* Problem to work on *
Write out the whole listing again, exactly as given.
------ Data shown
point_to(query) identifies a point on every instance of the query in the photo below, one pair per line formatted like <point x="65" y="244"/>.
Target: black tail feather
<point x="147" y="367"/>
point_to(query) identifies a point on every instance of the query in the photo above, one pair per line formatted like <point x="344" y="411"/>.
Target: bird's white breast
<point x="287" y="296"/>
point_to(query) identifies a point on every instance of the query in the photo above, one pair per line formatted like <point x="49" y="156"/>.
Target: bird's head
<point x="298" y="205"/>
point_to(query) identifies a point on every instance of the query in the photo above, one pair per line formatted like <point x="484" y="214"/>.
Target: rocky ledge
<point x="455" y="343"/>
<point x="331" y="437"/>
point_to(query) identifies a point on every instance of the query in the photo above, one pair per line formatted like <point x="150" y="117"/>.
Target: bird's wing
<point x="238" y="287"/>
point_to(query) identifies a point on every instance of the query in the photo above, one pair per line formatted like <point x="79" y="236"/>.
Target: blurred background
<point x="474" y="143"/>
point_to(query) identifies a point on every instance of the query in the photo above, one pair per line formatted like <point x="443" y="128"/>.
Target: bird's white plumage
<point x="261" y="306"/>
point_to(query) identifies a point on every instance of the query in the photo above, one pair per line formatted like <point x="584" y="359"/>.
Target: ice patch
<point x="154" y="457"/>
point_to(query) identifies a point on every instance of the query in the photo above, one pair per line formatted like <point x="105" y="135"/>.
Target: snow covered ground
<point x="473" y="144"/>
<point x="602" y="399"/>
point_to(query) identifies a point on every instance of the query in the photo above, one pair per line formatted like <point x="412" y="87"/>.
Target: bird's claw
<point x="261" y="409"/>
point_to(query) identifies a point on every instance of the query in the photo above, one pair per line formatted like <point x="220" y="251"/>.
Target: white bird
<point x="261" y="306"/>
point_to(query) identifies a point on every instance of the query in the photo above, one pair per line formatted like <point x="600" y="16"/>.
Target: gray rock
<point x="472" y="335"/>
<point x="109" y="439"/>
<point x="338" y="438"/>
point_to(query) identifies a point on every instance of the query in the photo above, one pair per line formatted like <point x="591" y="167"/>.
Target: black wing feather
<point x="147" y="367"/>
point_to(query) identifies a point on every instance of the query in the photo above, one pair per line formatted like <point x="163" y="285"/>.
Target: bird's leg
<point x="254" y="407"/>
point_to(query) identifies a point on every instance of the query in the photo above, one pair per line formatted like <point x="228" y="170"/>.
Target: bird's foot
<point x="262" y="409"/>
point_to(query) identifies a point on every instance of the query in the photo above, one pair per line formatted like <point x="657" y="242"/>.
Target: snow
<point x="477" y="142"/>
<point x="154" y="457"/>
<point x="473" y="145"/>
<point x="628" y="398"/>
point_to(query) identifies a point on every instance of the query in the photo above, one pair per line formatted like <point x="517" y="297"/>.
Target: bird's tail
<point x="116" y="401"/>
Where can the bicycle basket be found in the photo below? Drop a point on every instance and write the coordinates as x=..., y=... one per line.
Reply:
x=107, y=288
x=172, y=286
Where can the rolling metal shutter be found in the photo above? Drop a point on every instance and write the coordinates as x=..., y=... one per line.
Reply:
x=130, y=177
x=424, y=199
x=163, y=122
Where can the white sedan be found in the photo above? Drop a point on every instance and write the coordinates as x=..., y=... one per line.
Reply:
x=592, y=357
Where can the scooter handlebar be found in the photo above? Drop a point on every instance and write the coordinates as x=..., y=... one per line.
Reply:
------------
* Solved exercise *
point_to(query) identifies a point on every instance of the query in the photo below, one pair per line formatted like <point x="65" y="244"/>.
Target: black tail feather
<point x="147" y="367"/>
point_to(query) identifies a point on every instance of the query in the photo above, one pair per line formatted like <point x="344" y="411"/>.
Target: bird's white breast
<point x="287" y="296"/>
point_to(query) identifies a point on every instance of the query in the photo above, one pair per line formatted like <point x="49" y="156"/>.
Target: bird's head
<point x="298" y="205"/>
point_to(query) identifies a point on every instance of the query in the photo above, one pair per line formatted like <point x="484" y="214"/>.
Target: rocky ledge
<point x="455" y="343"/>
<point x="331" y="437"/>
point_to(query) identifies a point on every instance of the query in the photo above, one pair per line formatted like <point x="150" y="117"/>.
Target: bird's wing
<point x="238" y="287"/>
point_to(query) identifies a point on every instance of the query in the photo above, one pair per line formatted like <point x="79" y="236"/>.
Target: blurred background
<point x="474" y="143"/>
point_to(query) identifies a point on every instance of the query in the photo above, one pair per line formatted like <point x="443" y="128"/>.
Target: bird's white plumage
<point x="261" y="306"/>
point_to(query) identifies a point on every instance of the query in the photo above, one pair per line formatted like <point x="584" y="359"/>.
Target: ice patch
<point x="154" y="457"/>
point_to(query) identifies a point on every instance of the query in the photo above, one pair per line formatted like <point x="105" y="135"/>.
Target: snow covered ground
<point x="473" y="144"/>
<point x="602" y="399"/>
point_to(query) identifies a point on every instance of the query in the photo above, one pair per line formatted like <point x="412" y="87"/>.
Target: bird's claw
<point x="261" y="409"/>
point_to(query) identifies a point on every instance of the query in the photo above, one pair per line formatted like <point x="220" y="251"/>.
Target: white bird
<point x="261" y="306"/>
point_to(query) identifies a point on every instance of the query in the photo above, one pair per line formatted like <point x="600" y="16"/>.
Target: gray rock
<point x="472" y="335"/>
<point x="109" y="439"/>
<point x="338" y="438"/>
point_to(query) identifies a point on every instance of the query in the photo above, one pair per line formatted like <point x="591" y="167"/>.
Target: black wing feather
<point x="147" y="367"/>
point_to(query) identifies a point on every instance of the query in the photo above, one pair per line formatted like <point x="163" y="285"/>.
Target: bird's leg
<point x="254" y="407"/>
point_to(query) identifies a point on every instance of the query in the photo above, one pair per line formatted like <point x="228" y="170"/>.
Target: bird's foot
<point x="262" y="409"/>
point_to(query) identifies a point on every instance of the query in the photo above, one pair per line formatted like <point x="657" y="242"/>.
Target: snow
<point x="477" y="142"/>
<point x="154" y="457"/>
<point x="473" y="145"/>
<point x="628" y="398"/>
point_to(query) identifies a point on every instance of the query in the photo above, one pair per line formatted like <point x="517" y="297"/>.
Target: bird's tail
<point x="116" y="401"/>
Where can the bicycle basket be found in the photo below? Drop a point on every instance and write the coordinates as x=..., y=... one per line.
Reply:
x=107, y=288
x=172, y=286
Where can the rolling metal shutter be found in the photo above? Drop a point on every instance and write the coordinates as x=..., y=... one per line.
Reply:
x=130, y=177
x=424, y=199
x=163, y=122
Where can the white sedan be found in the photo above? Drop a point on every instance and write the coordinates as x=..., y=... one per line.
Reply:
x=592, y=357
Where can the scooter handlebar be found in the photo above? Drop a point on every instance and write the coordinates as x=..., y=... one per line.
Reply:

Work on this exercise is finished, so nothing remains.